**Your goal:** Please copy the data below line for line, with no changes.

**Dataset entries:**
-=-=-=-=-

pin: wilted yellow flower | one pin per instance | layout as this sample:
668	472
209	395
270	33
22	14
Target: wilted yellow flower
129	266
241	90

-=-=-=-=-

**Task result:**
pin: wilted yellow flower | one pin per instance | layout as this sample:
668	472
209	395
270	33
22	14
Target: wilted yellow flower
129	266
241	90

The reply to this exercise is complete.